» **Parts of the exercise**:
**A)** Name every person identified by name in the Rumsfeld interview transcript.
**B)** Resume the Rumsfeld interview transcript, starting right after its final sentence.

» **Source text**:
=== Section Start ===

Secretary of Defense Donald H. Rumsfeld Radio Interview with Melissa Block, NPR

Secretary of Defense Donald H. Rumsfeld Radio Interview with Melissa Block, NPR

    BLOCK:  I'm Melissa Block, and I'm joined by Defense Secretary Donald Rumsfeld to talk about the war in Iraq and an eventual U.S. troop withdrawal.  Secretary Rumsfeld, welcome to the program.

 

     SEC. RUMSFELD:  Thank you very much.  I'm delighted to be with you.

 

     BLOCK:  Let's start with the question of troop withdrawal.  Today General George Casey, the commander of forces in Iraq, confirmed that the two U.S. battalions that were brought in to provide security for the elections will leave in January.  You'd get back to your baseline then of about 138,000 troops. 

 

     I'm wondering beyond that, what specific benchmarks do you need to see that would allow for further reductions?

 

     SEC. RUMSFELD:  The thing that is critically important is for us to get through this period immediately ahead where the newly elected assembly selects the President and the Deputy Presidents and the Prime Minister, and then the Prime Minister selects the Ministers for the various ministries.  And the second most important thing in the period immediately ahead, is to continue working with the Iraqi security forces, and as they continue to develop greater capacity and capability we continue to plan to pass over responsibility to them for bases, for pieces of real estate.  They're now, for example, they did the bulk of the work in this election, providing security. They now manage over half of Baghdad which is an enormous city, and we just keep that process going.  As we do so, we'll be able to draw down U.S. and coalition forces, one would imagine, depending on conditions.

 

     BLOCK:  You know that after the elections last year in January there was a wave of attacks, and insurgent attacks lately have seemed to be growing more lethal, deadlier, more sophisticated.  Would you anticipate the same thing after these elections, and wouldn't that complicate these plans for withdrawal?

 

     SEC. RUMSFELD:  Actually the level of violence is down considerably from what it was during the January elections and during the October referendum on the constitution.  That's in terms of the numbers of attacks.

 

     You're quite right, the individual attacks have to some extent increased in lethality, as we've gone through this period as the terrorists have become somewhat more sophisticated in how they do things.

 

     Well, who knows?  We'll see what happens as we go forward.  The conditions on the ground the President has pointed out, will be what will determine the level of forces that are required and the success of the Iraqi security forces.  I mean it's their country.  Over time they're going to have to provide the security in that country and the only question is at what pace will that occur?  I must say, I've been very encouraged in seeing the success that the Iraqi security forces are having. I think they're notably stronger, they're larger, for sure, but the critical element is not just size.  It's also leadership and the relationship between the police and the army, and the relationship between the intelligence community and the army, so that all of those pieces, logistics, all those things that have to come together for a competent capability, army with a capability to do the tough job they're facing.  All of those things have to work and we're working on them all.

=== Section End ===

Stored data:
=== Section Start ===

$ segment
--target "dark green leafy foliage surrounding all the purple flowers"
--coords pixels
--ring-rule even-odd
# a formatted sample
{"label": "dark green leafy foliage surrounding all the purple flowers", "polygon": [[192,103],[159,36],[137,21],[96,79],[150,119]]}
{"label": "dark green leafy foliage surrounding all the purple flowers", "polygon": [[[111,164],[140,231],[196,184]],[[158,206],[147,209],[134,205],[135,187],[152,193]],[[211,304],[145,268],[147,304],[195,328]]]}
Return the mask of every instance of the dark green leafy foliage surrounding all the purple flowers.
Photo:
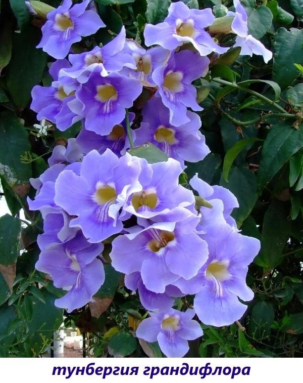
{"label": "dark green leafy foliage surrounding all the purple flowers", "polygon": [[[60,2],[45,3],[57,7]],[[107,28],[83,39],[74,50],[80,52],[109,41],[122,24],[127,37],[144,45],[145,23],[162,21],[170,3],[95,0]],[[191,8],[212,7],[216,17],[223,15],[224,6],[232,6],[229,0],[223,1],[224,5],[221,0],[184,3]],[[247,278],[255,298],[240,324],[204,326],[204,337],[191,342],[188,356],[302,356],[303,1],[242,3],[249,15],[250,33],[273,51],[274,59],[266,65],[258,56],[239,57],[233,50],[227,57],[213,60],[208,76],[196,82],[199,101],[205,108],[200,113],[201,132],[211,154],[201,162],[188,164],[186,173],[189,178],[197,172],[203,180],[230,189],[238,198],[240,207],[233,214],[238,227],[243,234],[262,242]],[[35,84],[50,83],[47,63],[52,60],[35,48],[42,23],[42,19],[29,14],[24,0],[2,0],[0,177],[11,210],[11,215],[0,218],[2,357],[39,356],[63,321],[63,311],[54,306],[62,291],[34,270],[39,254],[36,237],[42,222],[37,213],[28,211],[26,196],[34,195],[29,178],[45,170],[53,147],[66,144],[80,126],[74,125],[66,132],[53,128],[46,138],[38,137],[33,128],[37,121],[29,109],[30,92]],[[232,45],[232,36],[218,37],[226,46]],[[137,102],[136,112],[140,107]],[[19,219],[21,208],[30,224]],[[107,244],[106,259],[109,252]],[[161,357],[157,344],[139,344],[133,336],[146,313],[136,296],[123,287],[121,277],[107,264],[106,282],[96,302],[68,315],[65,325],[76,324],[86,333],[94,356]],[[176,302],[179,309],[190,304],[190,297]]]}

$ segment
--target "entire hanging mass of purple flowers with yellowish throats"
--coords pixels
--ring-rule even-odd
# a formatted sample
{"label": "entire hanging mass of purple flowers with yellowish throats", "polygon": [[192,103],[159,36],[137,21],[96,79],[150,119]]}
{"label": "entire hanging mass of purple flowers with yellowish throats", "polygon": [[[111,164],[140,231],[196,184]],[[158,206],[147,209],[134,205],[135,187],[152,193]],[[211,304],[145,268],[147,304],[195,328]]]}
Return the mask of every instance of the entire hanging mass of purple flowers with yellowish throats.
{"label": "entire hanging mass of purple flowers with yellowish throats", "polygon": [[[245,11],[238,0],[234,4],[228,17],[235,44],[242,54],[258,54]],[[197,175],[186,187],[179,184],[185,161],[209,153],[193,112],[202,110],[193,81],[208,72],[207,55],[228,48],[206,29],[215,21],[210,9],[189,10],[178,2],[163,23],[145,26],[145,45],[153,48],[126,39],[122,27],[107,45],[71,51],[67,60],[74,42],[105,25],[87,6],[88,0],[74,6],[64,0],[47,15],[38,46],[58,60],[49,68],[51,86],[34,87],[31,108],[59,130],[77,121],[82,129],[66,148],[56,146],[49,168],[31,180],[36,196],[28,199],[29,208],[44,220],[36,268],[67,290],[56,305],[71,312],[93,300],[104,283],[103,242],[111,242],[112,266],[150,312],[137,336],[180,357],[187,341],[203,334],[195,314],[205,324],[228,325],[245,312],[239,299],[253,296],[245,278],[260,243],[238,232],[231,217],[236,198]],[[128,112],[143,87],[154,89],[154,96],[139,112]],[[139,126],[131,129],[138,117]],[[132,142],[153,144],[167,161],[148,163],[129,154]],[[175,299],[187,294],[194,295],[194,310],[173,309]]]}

=== Section End ===

» **Answers by item number**:
**A)** Donald H. Rumsfeld, Melissa Block, George Casey

**B)**
     BLOCK:  You mentioned a question about the pace of all of this.  Do you have a timeline in the back of your mind?

 

     SEC. RUMSFELD:  Well, we know --

 

     BLOCK:  In the front of your mind?

 

     SEC. RUMSFELD:  Sure.  We know roughly the rate at which the Iraqi security forces have grown, from zero to 220,000 right now, I suppose, and they're headed up to a much higher number and we know how long it takes to train them and so forth.

 

     What you can't know precisely is the soft things.  Not how much equipment they have or how many troops there are, but how's the leadership?  How are the non-commissioned officers?  How are the junior officers?  Is there a rib cage to that structure that will enable it to have leadership reflected down?  Is the ministry strong enough to assure a competent chain of command?  Those are the kinds of things that you can't quantify as such, and yet they're every bit as important as numbers.

 

     BLOCK:  It seems to me there's another complication here.  We've been talking about the Iraqi army, the police, but there are any number of other security forces that come into play here.  There are Interior Ministry squads that are running prisons where we now know that prisoners have been tortured.  There are rogue militias that are going  around in uniform abducting and killing Iraqi civilians.  What do you do about those?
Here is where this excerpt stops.